→ **To be done**:
• A. In the patent examination excerpt, copy the passage that opens with the words containing "It would have" and closes with "(Knighton, para. 0015).".
• B. List every proper name that appears in the patent examination excerpt, giving each one once.

→ **Page excerpt**:
>> Begin
Kahng does not explicitly disclose:

determining a correctness of a prediction performed by a deep learning model with respect to input data, the system comprising: a processor and a memory communicatively coupled to the processor, wherein the memory stores processor-executable instructions, which, on execution, causes the processor to  
However, Knighton teaches: 
determining a correctness of a prediction performed by a deep learning model with respect to input data, the system comprising: a processor and a memory communicatively coupled to the processor, wherein the memory stores processor-executable instructions, which, on execution, causes the processor to (Knighton, para. 0202: “A system implementation of the technology disclosed includes one or more processors coupled to memory. The memory is loaded with computer instructions to train processing engines.”) 

It would have obvious to one of ordinary skill in the art before the effective filing date of the present application to combine the teachings of Knighton into Kahng. Kahng teaches ACTIVIS, an interactive visualization system which allows machine learning models to perform prediction validation and output visualized results; Knighton teaches systems and methods of training processing engines wherein such systems can access information from various sources while keeping the sources private from each other. One of ordinary skill would have been motivated to combine the teachings of Knighton into Kahng to produce and evaluate various representations or classifications of input data using any of several machine learning techniques and multiple sources of data which could provide insights and predictions for achieving users’ various objectives (Knighton, para. 0015).
>> End
→ **Given information**:
>> Begin
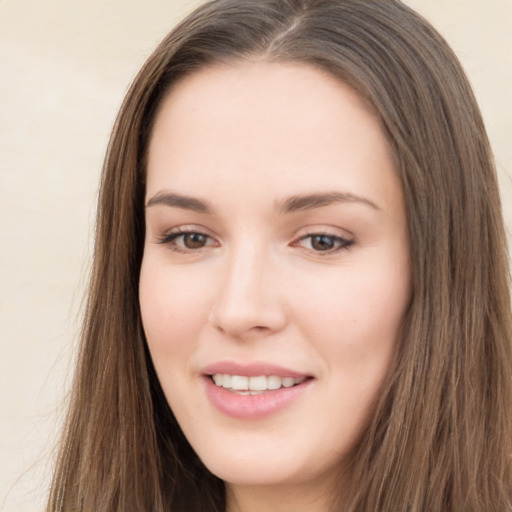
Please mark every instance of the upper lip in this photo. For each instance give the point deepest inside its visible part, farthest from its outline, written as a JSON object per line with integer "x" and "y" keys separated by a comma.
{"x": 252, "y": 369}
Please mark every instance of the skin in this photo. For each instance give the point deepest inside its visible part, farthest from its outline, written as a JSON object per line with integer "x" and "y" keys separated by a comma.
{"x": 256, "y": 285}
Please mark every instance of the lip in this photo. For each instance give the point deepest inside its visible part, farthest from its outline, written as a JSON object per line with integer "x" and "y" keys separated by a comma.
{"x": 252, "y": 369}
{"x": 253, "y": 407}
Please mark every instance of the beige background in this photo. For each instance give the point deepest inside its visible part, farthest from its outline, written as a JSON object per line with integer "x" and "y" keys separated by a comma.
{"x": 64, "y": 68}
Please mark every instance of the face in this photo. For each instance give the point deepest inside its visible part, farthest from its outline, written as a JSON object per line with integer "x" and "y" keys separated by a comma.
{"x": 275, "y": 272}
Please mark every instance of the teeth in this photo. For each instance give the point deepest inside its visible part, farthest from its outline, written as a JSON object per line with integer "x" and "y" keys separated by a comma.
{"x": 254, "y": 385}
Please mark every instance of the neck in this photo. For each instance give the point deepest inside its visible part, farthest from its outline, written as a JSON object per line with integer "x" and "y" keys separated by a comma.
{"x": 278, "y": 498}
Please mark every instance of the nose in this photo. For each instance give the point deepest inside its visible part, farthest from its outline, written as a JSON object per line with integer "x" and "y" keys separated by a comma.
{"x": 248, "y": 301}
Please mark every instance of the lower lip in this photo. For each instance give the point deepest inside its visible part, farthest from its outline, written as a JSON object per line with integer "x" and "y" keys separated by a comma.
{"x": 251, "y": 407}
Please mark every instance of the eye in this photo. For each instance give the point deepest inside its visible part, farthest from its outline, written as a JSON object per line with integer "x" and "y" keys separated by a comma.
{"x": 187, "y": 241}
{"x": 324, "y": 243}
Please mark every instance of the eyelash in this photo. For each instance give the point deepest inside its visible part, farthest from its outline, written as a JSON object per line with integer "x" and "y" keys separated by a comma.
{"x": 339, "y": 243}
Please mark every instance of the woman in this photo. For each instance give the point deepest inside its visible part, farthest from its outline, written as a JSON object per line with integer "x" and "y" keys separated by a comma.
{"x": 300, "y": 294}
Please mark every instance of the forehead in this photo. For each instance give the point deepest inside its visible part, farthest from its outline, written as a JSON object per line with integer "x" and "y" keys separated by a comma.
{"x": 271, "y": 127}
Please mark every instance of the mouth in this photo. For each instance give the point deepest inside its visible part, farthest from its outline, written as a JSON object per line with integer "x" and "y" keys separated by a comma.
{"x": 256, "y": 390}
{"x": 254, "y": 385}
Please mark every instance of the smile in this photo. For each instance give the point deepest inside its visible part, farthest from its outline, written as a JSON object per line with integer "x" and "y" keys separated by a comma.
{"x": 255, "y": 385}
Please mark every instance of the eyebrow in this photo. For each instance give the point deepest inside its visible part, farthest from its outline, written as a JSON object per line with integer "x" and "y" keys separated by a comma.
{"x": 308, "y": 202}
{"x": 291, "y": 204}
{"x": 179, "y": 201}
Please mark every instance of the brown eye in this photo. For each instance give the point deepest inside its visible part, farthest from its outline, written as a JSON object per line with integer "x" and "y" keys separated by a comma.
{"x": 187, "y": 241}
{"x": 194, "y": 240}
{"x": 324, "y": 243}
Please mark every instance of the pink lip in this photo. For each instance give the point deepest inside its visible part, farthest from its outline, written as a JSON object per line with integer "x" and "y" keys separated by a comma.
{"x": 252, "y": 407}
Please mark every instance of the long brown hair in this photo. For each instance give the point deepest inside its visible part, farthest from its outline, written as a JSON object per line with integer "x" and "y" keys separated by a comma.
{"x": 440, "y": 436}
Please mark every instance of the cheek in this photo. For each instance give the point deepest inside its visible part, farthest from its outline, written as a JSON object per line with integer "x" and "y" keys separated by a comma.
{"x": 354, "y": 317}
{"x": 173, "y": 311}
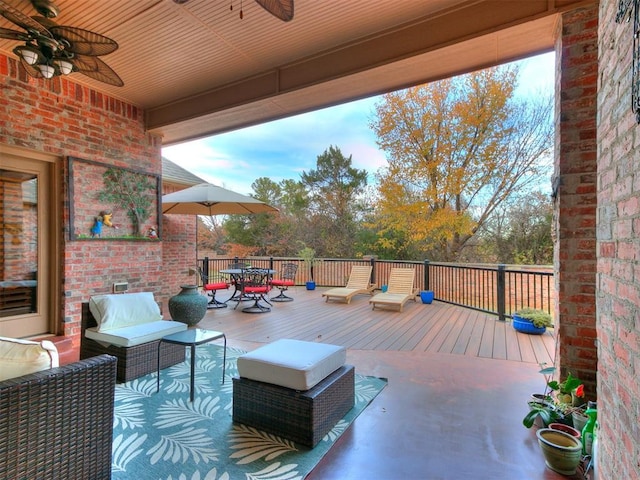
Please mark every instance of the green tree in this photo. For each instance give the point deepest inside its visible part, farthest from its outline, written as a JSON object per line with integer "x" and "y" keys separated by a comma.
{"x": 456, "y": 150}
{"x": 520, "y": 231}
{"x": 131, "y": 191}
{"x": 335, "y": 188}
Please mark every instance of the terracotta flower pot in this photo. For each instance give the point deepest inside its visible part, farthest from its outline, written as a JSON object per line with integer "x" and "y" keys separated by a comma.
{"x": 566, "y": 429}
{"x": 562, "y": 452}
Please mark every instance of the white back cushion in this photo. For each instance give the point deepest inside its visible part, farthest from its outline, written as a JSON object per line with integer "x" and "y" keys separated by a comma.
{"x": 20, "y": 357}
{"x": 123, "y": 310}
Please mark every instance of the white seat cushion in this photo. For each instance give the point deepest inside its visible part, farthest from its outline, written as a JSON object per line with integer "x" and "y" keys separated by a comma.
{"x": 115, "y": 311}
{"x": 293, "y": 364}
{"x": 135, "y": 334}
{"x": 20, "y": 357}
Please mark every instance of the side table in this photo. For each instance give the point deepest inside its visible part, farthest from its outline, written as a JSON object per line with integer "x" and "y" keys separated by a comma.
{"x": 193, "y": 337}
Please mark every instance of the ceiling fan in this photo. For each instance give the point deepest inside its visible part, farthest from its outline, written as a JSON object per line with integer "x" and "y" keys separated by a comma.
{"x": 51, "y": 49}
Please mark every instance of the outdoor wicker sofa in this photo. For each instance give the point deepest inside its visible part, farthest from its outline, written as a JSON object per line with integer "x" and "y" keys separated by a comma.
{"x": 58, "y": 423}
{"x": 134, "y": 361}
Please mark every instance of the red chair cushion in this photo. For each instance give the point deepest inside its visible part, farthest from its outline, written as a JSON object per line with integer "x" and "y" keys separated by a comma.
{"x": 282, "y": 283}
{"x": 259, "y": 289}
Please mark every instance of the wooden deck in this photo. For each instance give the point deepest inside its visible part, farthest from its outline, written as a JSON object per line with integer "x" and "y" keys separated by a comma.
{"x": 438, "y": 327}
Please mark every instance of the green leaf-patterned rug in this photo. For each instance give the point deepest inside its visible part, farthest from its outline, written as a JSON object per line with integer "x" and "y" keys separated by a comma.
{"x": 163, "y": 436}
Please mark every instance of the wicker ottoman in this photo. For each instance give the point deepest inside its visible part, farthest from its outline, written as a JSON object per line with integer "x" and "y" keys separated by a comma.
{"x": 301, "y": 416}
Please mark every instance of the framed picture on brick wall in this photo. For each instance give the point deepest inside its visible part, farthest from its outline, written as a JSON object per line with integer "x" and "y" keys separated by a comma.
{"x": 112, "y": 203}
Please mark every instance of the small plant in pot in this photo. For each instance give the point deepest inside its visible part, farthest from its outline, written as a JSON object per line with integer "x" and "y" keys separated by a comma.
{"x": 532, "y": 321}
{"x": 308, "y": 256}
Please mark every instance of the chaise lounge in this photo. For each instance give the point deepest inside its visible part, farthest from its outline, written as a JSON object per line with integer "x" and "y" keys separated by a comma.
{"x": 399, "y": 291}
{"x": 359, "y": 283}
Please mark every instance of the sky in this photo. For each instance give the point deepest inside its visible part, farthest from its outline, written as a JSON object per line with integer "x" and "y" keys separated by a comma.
>> End
→ **Task-by-task solutions**:
• A.
It would have obvious to one of ordinary skill in the art before the effective filing date of the present application to combine the teachings of Knighton into Kahng. Kahng teaches ACTIVIS, an interactive visualization system which allows machine learning models to perform prediction validation and output visualized results; Knighton teaches systems and methods of training processing engines wherein such systems can access information from various sources while keeping the sources private from each other. One of ordinary skill would have been motivated to combine the teachings of Knighton into Kahng to produce and evaluate various representations or classifications of input data using any of several machine learning techniques and multiple sources of data which could provide insights and predictions for achieving users’ various objectives (Knighton, para. 0015).

• B. Kahng, Knighton, ACTIVIS